• _JOB_:
Copy the rows starting at the line containing "Where can the sandy" and ending at the end of the rows, substituting "maple tree" for "autumn tree" and keeping everything else the same.

[Entries from a pointing dataset]
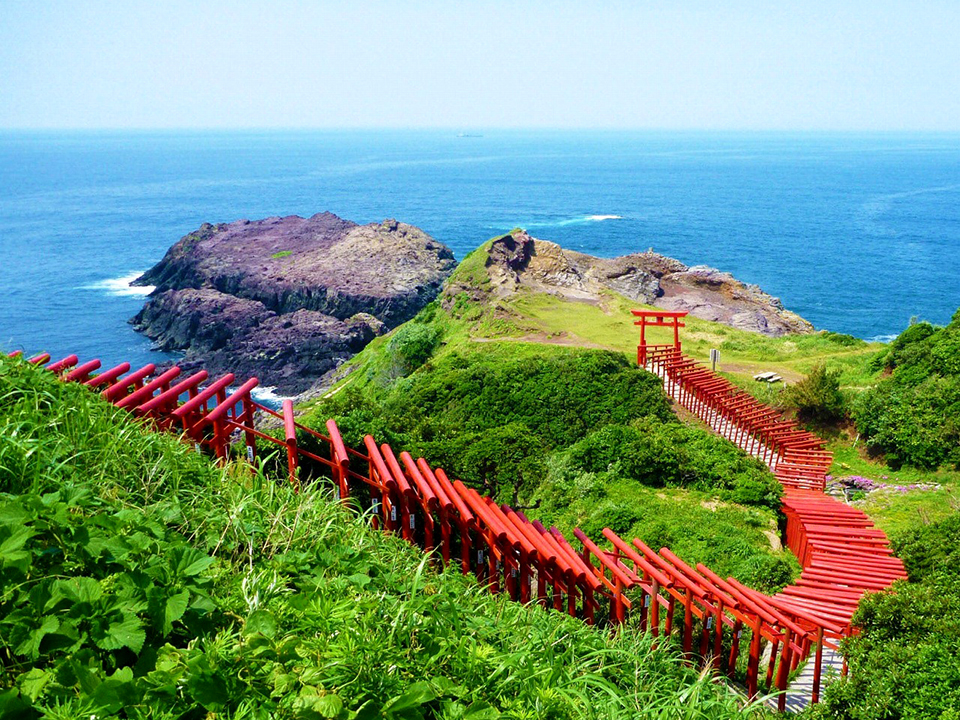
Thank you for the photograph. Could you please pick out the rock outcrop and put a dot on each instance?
(518, 262)
(288, 299)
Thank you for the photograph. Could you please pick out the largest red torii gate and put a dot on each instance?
(657, 318)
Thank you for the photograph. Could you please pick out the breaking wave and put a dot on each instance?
(121, 287)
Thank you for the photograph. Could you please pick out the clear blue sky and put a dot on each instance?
(797, 65)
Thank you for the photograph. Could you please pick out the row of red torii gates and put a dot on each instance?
(719, 621)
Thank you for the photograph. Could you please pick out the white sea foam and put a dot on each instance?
(121, 287)
(580, 220)
(268, 396)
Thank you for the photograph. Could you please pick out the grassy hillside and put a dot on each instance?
(563, 422)
(141, 581)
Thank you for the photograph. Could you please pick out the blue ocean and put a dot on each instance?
(857, 233)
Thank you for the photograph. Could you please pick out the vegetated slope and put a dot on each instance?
(904, 663)
(580, 434)
(913, 416)
(141, 581)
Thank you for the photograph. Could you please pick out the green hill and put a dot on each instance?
(142, 581)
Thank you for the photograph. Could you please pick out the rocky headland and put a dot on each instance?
(518, 262)
(288, 299)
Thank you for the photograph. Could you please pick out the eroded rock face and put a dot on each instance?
(288, 299)
(518, 261)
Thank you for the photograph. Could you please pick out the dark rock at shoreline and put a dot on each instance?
(518, 262)
(288, 299)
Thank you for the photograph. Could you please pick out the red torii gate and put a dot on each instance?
(657, 318)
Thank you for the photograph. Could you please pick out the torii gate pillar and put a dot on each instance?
(657, 318)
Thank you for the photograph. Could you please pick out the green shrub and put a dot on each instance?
(658, 454)
(903, 663)
(913, 416)
(507, 463)
(817, 398)
(411, 346)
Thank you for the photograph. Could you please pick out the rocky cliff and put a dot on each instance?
(288, 299)
(518, 262)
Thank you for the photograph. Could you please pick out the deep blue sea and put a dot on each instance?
(857, 233)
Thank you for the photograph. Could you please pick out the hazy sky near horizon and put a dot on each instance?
(741, 64)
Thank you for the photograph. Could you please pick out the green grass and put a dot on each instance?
(141, 581)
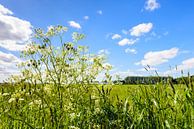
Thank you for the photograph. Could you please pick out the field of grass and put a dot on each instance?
(55, 90)
(117, 106)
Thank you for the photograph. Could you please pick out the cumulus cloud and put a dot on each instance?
(158, 57)
(86, 17)
(99, 12)
(8, 63)
(130, 51)
(151, 5)
(14, 31)
(123, 74)
(187, 64)
(124, 31)
(141, 29)
(104, 51)
(116, 36)
(127, 41)
(74, 24)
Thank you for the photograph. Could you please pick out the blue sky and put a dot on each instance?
(133, 33)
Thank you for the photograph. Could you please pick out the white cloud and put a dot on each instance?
(186, 64)
(158, 57)
(141, 29)
(4, 10)
(116, 36)
(74, 24)
(99, 12)
(152, 5)
(14, 32)
(86, 17)
(8, 63)
(125, 32)
(130, 51)
(103, 51)
(123, 74)
(147, 69)
(127, 41)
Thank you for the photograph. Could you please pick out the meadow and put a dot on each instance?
(56, 90)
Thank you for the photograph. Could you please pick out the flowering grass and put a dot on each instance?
(56, 89)
(118, 106)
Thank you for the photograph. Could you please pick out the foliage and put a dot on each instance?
(57, 89)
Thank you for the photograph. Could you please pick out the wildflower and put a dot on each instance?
(21, 99)
(5, 94)
(11, 100)
(107, 66)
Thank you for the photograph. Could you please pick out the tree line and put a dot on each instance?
(154, 80)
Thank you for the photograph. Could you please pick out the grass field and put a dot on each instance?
(124, 106)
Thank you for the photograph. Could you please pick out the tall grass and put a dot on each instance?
(155, 106)
(56, 90)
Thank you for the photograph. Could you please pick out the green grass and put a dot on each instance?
(118, 106)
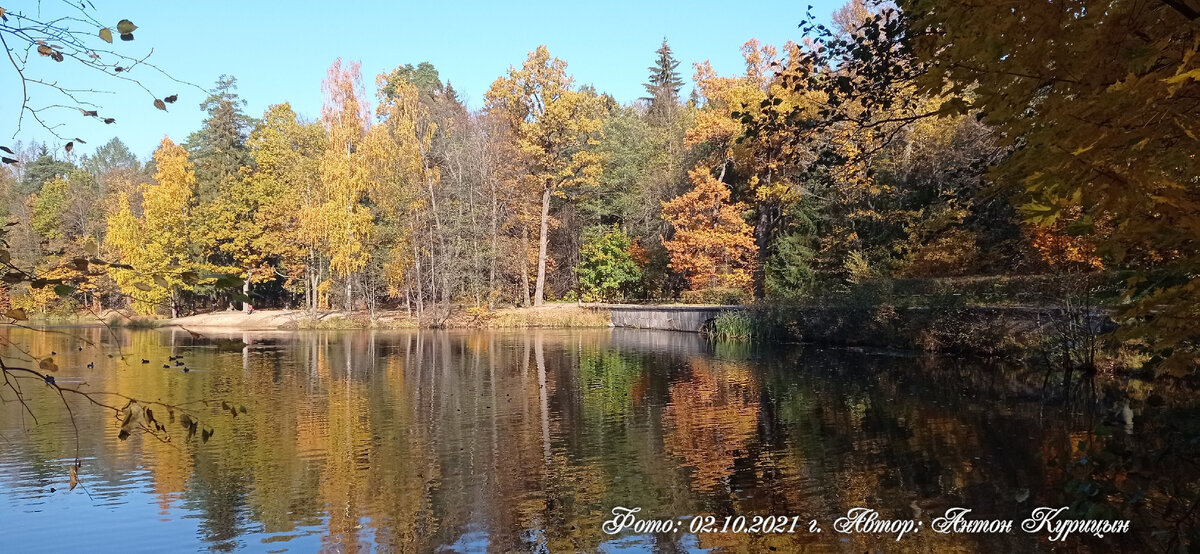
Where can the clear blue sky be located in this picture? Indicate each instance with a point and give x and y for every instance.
(280, 50)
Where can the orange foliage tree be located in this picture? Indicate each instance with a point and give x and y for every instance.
(713, 246)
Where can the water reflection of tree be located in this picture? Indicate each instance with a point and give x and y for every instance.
(409, 441)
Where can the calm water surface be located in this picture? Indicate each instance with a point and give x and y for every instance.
(514, 441)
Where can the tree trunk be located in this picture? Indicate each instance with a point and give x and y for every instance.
(245, 290)
(543, 242)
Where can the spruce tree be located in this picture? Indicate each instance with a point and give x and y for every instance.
(664, 85)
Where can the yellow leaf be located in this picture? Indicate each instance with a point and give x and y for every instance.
(1185, 76)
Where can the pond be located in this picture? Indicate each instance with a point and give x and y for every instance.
(517, 441)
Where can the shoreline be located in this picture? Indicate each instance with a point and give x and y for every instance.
(559, 315)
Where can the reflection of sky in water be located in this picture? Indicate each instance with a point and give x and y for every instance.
(498, 441)
(121, 516)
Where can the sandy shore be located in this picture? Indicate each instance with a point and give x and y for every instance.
(551, 315)
(261, 319)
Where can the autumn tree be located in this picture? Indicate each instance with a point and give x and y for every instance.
(343, 172)
(160, 248)
(267, 211)
(553, 128)
(606, 268)
(713, 246)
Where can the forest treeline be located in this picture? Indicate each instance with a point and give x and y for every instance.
(924, 140)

• _FULL SOLUTION_:
Where can the sandy shore be located in this picture? Indicate each instance with a point and give x and y for every instance.
(551, 315)
(261, 319)
Where can the maple tree be located in this picture? Indicate each instance with a point and give x and y for every instance.
(343, 172)
(160, 248)
(267, 211)
(553, 128)
(606, 268)
(713, 246)
Where can the forest treeline be located in this picture? Indicate each instance with a point and give x and y for every instance.
(924, 140)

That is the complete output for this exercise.